▶ _Aim of the exercise_:
From the Lund Alaskan 2000 forum thread below, list each distinct username that heads a post, along with the date shown in parentheses beside it.

# Anyone run a Lund Alaskan 2000



## Fishballz (Aug 15, 2015)

I am getting ready to maybe consider buying a new boat this off season. I have an older pro v 1900 currently. I know the Alaskan doesn't have the beam or frills the pro v's have but am curious as to how they handle erie? Would love to hear any pros/cons, like/dislikes from current owners. I like to do a little of everything fishing wise. Also, anyone know if I could put a kicker on the Alaskan? I would think so...

Sent from my moto g(7) play using Tapatalk


----------



## bountyhunter (Apr 28, 2004)

some where read lunds after year 2000 were not built like the older one,s .lot of leakage.


----------



## Fishballz (Aug 15, 2015)

2000 is the model (20 footer) not year. Have you ever run an Alaskan or a Lund bounthunter???

Sent from my moto g(7) play using Tapatalk


----------



## kdn (Apr 27, 2015)

▶ _Supplied records_:
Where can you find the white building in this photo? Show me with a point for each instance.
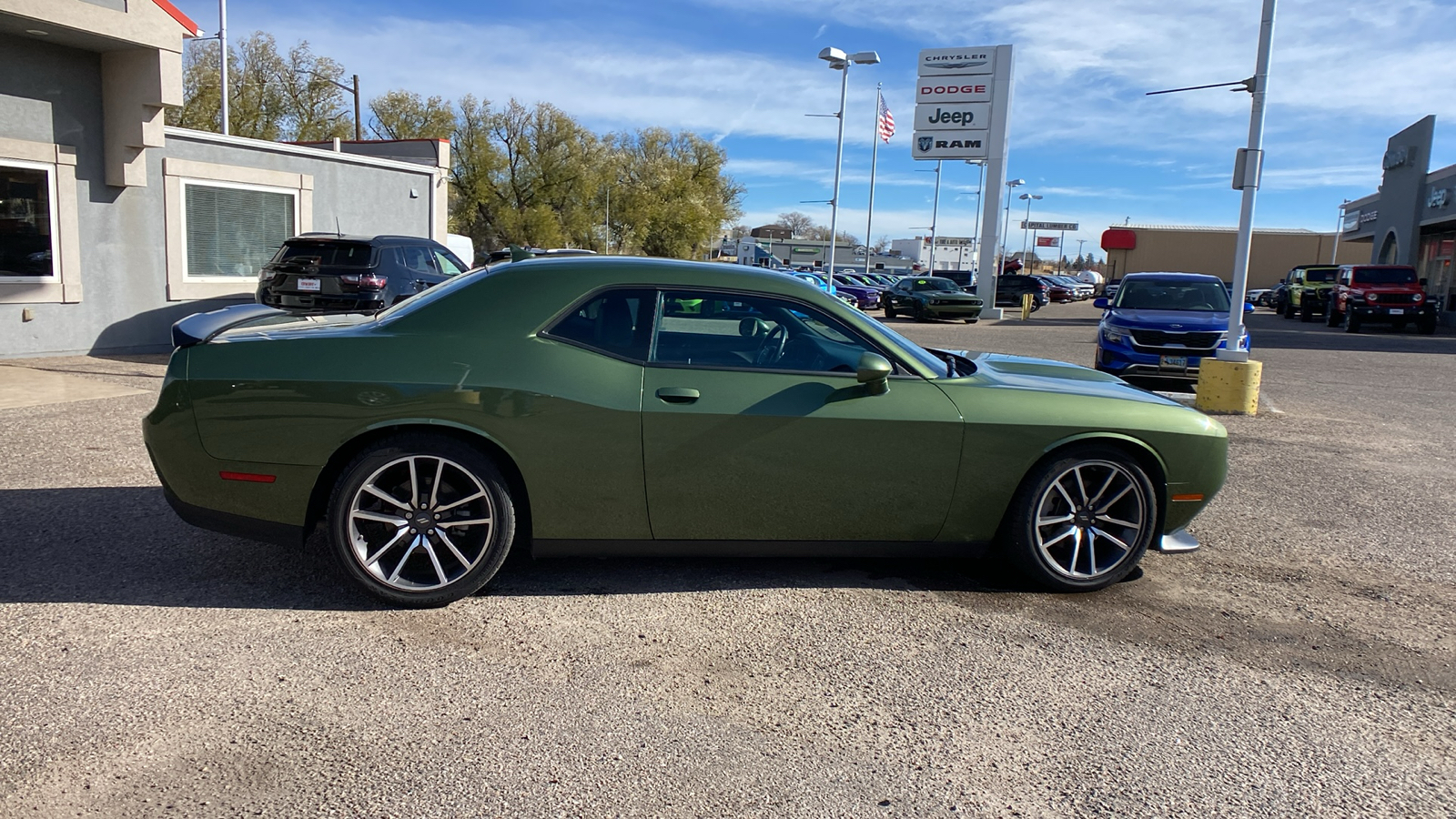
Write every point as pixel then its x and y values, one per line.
pixel 951 252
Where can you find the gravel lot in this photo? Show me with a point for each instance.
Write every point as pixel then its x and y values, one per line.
pixel 1299 665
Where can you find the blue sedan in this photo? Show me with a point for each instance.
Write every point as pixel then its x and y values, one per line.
pixel 1161 325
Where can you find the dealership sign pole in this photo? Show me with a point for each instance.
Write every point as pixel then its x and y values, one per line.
pixel 963 108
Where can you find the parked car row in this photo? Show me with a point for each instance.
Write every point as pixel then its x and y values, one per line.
pixel 1356 295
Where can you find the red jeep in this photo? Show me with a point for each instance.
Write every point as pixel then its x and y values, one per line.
pixel 1387 293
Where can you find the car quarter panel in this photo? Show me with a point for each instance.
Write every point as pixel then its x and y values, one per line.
pixel 1011 426
pixel 570 419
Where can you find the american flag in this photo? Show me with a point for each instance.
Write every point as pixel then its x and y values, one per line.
pixel 885 123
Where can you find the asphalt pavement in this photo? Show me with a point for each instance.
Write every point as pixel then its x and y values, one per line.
pixel 1300 663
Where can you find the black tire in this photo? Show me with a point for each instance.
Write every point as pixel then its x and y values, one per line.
pixel 1037 550
pixel 429 571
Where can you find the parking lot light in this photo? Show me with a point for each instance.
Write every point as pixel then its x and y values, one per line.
pixel 841 62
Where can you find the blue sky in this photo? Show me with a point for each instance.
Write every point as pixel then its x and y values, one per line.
pixel 1346 76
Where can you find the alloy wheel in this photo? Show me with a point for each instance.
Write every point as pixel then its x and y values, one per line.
pixel 420 523
pixel 1089 519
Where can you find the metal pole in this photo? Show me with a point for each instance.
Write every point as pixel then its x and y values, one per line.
pixel 839 159
pixel 976 232
pixel 935 212
pixel 1340 230
pixel 1005 230
pixel 1024 232
pixel 874 160
pixel 222 41
pixel 1235 350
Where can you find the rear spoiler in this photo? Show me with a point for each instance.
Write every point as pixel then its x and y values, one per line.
pixel 200 329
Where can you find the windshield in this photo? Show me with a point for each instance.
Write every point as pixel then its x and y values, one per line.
pixel 935 285
pixel 1172 295
pixel 1385 276
pixel 329 254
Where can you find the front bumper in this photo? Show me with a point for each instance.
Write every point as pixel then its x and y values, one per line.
pixel 1387 312
pixel 1177 542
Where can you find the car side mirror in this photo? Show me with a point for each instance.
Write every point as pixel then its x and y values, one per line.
pixel 874 372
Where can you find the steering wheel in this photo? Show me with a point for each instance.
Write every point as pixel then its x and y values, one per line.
pixel 771 350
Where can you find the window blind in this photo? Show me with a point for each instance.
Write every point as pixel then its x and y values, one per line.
pixel 233 230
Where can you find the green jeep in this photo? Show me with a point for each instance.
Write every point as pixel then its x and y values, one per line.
pixel 1308 290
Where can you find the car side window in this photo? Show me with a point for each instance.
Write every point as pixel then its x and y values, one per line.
pixel 747 331
pixel 618 322
pixel 415 259
pixel 448 264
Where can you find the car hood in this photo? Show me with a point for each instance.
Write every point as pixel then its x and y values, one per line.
pixel 1167 319
pixel 1045 375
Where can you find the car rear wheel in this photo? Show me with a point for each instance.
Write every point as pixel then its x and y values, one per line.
pixel 421 521
pixel 1082 521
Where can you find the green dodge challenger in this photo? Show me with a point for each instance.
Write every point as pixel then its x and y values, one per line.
pixel 623 405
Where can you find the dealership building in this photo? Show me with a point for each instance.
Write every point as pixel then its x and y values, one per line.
pixel 1412 217
pixel 113 225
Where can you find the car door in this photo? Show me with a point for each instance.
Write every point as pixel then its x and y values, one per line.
pixel 754 428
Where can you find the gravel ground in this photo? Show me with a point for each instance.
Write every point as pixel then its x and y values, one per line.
pixel 1299 665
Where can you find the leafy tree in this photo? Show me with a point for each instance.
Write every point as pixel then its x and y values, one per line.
pixel 407 116
pixel 798 223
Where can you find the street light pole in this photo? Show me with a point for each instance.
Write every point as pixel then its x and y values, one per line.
pixel 839 62
pixel 222 41
pixel 935 212
pixel 1251 167
pixel 1026 227
pixel 1011 184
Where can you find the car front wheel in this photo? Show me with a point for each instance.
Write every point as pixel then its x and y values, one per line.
pixel 1084 521
pixel 421 521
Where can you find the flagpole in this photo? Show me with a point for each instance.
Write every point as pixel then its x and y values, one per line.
pixel 874 162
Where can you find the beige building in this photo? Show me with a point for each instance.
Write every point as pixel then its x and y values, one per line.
pixel 1158 248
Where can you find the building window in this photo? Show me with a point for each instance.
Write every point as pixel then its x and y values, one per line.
pixel 26 222
pixel 233 230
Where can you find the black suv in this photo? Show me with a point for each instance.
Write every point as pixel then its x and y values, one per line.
pixel 1011 288
pixel 349 274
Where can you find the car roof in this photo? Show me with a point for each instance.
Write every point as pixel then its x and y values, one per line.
pixel 1176 276
pixel 382 238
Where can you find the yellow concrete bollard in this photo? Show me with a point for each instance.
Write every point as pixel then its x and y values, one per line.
pixel 1229 387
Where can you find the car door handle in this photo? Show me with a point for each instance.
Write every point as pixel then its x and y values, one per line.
pixel 677 394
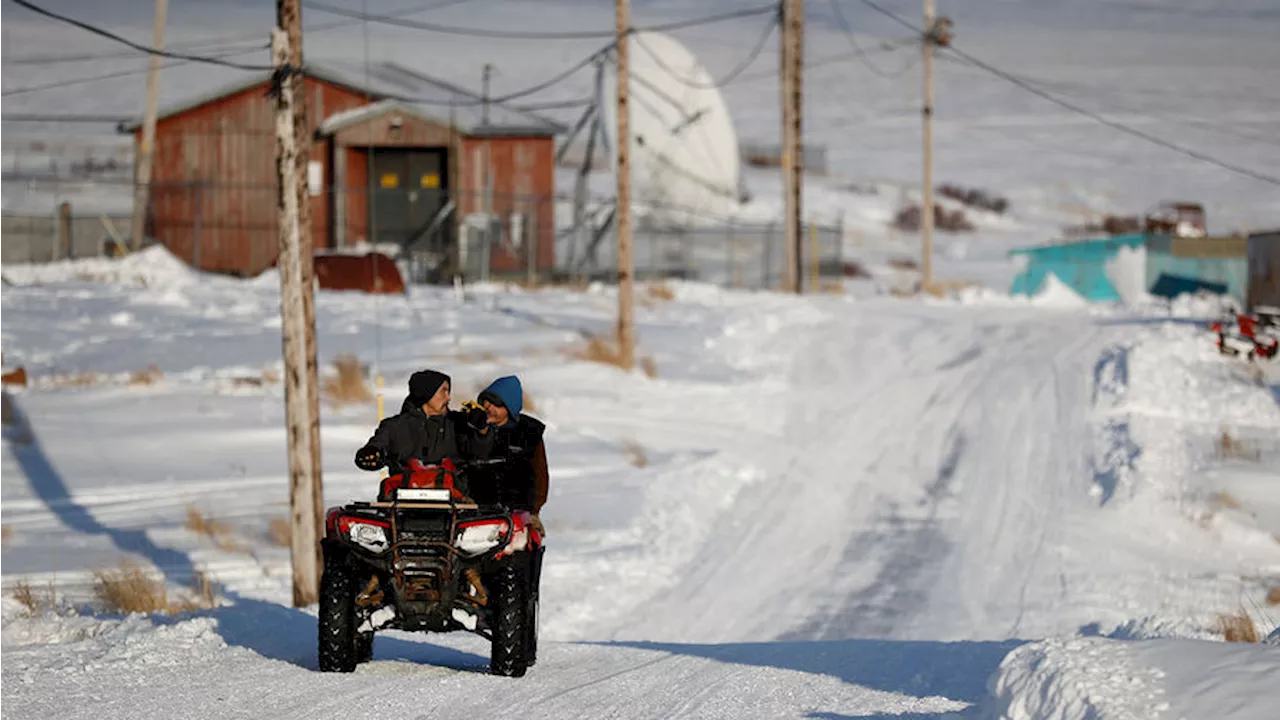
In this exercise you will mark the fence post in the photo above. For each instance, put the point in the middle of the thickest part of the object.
(196, 215)
(530, 229)
(64, 232)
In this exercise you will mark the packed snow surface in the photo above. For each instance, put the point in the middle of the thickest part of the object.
(816, 507)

▶ _Output below_:
- Fishballz (Aug 15, 2015)
- bountyhunter (Apr 28, 2004)
- kdn (Apr 27, 2015)